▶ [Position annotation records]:
## Start

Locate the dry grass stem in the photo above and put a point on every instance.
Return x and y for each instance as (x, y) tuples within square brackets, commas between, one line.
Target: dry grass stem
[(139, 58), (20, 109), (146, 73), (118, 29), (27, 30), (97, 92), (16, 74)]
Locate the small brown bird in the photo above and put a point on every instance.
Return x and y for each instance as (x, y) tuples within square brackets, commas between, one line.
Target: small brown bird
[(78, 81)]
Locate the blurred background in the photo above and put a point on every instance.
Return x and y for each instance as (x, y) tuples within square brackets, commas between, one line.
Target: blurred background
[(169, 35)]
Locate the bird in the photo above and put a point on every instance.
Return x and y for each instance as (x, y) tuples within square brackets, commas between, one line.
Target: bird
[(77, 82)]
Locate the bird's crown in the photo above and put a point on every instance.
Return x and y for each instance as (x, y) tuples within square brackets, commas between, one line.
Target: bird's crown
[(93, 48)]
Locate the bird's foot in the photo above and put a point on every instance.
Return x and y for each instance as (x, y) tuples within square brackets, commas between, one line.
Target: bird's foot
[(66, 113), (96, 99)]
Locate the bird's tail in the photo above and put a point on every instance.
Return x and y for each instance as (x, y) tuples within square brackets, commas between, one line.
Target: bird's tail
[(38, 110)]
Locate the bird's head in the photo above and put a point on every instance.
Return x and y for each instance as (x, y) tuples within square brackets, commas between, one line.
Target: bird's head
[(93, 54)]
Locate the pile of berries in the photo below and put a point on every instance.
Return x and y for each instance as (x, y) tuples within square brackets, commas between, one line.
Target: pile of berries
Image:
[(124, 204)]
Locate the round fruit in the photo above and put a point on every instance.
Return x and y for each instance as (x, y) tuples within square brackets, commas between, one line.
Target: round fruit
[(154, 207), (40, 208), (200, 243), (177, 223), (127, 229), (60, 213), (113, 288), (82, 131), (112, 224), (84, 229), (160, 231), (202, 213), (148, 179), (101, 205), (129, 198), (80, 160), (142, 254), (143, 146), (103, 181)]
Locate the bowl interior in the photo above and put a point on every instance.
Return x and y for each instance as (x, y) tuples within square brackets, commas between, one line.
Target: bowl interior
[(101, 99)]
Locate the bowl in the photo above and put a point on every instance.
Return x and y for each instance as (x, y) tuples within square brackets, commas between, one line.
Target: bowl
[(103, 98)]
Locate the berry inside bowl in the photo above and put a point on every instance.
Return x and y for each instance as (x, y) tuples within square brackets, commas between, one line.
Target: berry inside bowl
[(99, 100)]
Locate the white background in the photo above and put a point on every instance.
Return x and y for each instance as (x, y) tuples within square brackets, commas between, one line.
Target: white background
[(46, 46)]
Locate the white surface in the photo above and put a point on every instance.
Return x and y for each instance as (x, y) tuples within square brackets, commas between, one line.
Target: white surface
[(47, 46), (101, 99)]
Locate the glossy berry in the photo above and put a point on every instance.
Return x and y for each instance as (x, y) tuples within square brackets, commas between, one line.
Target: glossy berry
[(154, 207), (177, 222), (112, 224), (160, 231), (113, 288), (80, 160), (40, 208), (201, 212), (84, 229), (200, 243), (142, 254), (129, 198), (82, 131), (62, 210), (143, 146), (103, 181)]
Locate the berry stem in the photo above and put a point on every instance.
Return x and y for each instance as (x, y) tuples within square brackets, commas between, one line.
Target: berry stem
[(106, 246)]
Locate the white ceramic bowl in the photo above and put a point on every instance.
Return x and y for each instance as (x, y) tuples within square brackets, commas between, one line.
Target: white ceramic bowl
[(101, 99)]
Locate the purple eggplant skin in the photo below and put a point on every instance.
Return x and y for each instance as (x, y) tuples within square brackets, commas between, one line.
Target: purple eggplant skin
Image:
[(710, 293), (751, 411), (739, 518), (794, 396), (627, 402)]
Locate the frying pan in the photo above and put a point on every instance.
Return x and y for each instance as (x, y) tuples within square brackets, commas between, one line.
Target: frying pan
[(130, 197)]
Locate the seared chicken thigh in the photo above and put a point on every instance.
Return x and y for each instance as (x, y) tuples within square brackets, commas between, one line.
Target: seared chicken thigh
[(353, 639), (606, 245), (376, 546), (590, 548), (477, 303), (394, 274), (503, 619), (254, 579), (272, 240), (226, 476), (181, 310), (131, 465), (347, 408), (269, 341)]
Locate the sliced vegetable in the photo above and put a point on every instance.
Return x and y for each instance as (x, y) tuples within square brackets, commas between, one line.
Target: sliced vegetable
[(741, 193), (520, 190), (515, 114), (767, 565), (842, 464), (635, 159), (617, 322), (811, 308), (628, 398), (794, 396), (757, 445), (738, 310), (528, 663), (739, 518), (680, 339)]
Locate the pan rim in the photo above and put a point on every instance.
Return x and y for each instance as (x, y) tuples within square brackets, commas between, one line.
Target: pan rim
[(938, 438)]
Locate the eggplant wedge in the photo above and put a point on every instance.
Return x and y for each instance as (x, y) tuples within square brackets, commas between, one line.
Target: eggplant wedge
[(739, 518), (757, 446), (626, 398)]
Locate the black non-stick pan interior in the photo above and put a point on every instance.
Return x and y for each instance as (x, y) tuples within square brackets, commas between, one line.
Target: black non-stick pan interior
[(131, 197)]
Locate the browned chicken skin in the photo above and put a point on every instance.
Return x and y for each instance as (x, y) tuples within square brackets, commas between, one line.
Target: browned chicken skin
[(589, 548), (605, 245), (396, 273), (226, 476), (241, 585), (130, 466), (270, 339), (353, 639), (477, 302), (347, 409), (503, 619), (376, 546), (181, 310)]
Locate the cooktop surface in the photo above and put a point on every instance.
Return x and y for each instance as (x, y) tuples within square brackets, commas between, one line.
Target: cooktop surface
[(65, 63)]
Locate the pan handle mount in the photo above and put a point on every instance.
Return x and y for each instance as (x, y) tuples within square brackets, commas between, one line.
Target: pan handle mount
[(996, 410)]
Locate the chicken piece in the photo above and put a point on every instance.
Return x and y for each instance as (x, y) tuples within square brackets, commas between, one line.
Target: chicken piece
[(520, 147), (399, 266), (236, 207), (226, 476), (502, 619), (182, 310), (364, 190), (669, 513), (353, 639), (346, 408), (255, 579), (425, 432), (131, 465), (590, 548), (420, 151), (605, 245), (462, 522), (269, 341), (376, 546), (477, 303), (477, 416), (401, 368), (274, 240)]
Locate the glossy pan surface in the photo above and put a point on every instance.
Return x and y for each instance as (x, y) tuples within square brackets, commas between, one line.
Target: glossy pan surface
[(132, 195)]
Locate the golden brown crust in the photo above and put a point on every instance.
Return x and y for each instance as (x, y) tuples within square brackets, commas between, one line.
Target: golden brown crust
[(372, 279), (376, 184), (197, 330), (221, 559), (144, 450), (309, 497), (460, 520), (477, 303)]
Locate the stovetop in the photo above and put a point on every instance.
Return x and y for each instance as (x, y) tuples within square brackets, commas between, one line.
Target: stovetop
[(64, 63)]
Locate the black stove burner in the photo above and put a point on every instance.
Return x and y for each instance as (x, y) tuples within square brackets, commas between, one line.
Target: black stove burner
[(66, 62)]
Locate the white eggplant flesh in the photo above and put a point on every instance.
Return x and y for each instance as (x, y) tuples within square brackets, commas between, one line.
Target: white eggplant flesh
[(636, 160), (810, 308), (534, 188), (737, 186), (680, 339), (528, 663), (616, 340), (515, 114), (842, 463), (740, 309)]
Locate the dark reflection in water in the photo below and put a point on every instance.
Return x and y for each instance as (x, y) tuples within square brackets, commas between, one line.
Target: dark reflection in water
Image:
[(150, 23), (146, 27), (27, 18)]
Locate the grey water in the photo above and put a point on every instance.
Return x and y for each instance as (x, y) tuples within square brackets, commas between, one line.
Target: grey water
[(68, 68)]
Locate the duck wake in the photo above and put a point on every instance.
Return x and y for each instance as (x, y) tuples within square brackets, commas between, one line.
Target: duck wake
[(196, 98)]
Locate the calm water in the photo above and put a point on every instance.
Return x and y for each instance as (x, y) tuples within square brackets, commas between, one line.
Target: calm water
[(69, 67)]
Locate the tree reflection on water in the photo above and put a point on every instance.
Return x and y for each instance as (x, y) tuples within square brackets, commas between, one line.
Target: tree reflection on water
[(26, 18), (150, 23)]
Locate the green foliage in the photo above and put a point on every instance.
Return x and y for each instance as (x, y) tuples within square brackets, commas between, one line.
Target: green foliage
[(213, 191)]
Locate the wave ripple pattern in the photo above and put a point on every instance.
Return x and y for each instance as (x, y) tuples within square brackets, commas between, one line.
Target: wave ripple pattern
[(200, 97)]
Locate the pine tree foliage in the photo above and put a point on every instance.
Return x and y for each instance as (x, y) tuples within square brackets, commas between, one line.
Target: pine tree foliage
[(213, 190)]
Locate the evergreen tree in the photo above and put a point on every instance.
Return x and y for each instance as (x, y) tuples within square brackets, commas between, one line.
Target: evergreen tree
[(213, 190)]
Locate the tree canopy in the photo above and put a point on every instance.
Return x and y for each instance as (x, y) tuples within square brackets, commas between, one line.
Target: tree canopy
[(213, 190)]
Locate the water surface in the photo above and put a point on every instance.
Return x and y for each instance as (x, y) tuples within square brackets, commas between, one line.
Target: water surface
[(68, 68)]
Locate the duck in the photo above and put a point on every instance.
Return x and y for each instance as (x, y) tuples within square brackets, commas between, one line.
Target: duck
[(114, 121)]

## End

▶ [WRITTEN PROBLEM]: From the line containing "Locate the tree canopy" down to the last line, reproduce the records exactly. Include both ends.

▶ [WRITTEN REPLY]:
Locate the tree canopy in the photo above and put a point on every instance.
Return x and y for each instance as (x, y) tuples within square brackets, commas between, one line.
Target: tree canopy
[(213, 190)]
Locate the water surface in the photo above and put a point on every instance.
Return x and y for each instance as (x, y) tuples within square brackets, commas between, one line.
Target: water surface
[(68, 68)]
Locate the duck in the photo above and put a point on every instance.
Return x and y for each instance as (x, y) tuples within square brackets, commas between, one line.
Target: duck
[(114, 121)]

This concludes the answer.